[Stored data]

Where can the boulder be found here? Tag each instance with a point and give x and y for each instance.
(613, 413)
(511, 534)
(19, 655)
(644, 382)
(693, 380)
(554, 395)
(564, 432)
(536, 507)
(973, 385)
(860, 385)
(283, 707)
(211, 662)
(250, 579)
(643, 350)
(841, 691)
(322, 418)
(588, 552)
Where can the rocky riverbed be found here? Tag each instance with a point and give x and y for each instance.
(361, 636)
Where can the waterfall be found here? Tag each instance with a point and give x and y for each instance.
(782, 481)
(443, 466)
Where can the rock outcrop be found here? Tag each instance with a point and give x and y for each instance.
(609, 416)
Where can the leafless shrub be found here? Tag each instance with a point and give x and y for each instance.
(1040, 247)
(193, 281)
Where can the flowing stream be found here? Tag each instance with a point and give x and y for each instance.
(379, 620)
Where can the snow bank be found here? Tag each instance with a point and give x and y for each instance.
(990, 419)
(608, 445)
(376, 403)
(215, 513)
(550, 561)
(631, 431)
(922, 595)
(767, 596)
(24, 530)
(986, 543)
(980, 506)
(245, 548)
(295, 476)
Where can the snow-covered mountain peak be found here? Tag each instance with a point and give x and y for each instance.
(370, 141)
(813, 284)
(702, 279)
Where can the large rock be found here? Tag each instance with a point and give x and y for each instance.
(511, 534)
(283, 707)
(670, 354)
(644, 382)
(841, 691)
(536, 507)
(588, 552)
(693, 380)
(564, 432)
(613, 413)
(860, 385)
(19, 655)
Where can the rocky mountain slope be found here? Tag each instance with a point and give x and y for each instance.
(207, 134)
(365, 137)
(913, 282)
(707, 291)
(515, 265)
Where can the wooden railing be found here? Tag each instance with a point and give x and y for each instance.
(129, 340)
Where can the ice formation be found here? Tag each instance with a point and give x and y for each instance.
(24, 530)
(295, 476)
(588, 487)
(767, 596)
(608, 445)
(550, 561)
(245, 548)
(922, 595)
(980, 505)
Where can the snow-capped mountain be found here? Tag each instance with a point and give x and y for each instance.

TASK ITEM:
Every entry above, from first to last, should be repeated exactly.

EXERCISE OUTPUT:
Where can the boulder be found here? Tag each instance with a point and give x and y for each instance.
(613, 413)
(511, 534)
(19, 655)
(644, 382)
(693, 380)
(554, 395)
(564, 432)
(536, 507)
(973, 385)
(860, 385)
(283, 707)
(211, 662)
(250, 579)
(643, 350)
(841, 691)
(322, 418)
(588, 552)
Where can the rocky riverbed be found here? Tag each instance with a point and give x and y for each instance.
(361, 636)
Where can the waterfall be found here? Tag each instance with a point and give x and y for each instance.
(782, 481)
(443, 466)
Where can the rock outcrop be found here? Tag each instance with a point and give x and y for each instance.
(609, 416)
Where can the leafless shrub be found here? Tag each instance with a point and give x and y for each instance.
(1040, 247)
(193, 281)
Where can the flowing stream be found here? Tag each instance with a point and give x and y for each instance.
(379, 620)
Where can the snow bank be found here? Tag each instance with a point and give x and y for each instance.
(990, 419)
(608, 445)
(376, 403)
(215, 513)
(550, 561)
(631, 431)
(922, 595)
(767, 596)
(24, 530)
(986, 543)
(980, 506)
(245, 548)
(295, 476)
Where can the snow-covered mountain peak be found here? Tag each instance with a point and give x and y for each instance.
(370, 141)
(813, 284)
(702, 279)
Where can the large rock be found here? Tag each instance with a point and give x and y for each instance.
(511, 534)
(283, 707)
(670, 354)
(644, 382)
(841, 691)
(536, 507)
(588, 552)
(693, 380)
(564, 432)
(613, 413)
(860, 385)
(19, 655)
Where can the rocky mountain slope be found here? Tag each instance with a point and give x and y for each instance.
(207, 134)
(365, 137)
(913, 282)
(707, 291)
(515, 265)
Where can the wooden railing be found here? Tag each instance with a point and give x and y for each instance.
(129, 340)
Where can the ice formation be found here? Tag each instance with a point and give x and y for each instance.
(24, 530)
(295, 476)
(588, 487)
(767, 596)
(608, 445)
(550, 561)
(245, 548)
(922, 595)
(980, 505)
Where can the snow-capped mountain be found here? Tag each instance with a point and give x and y for each instance.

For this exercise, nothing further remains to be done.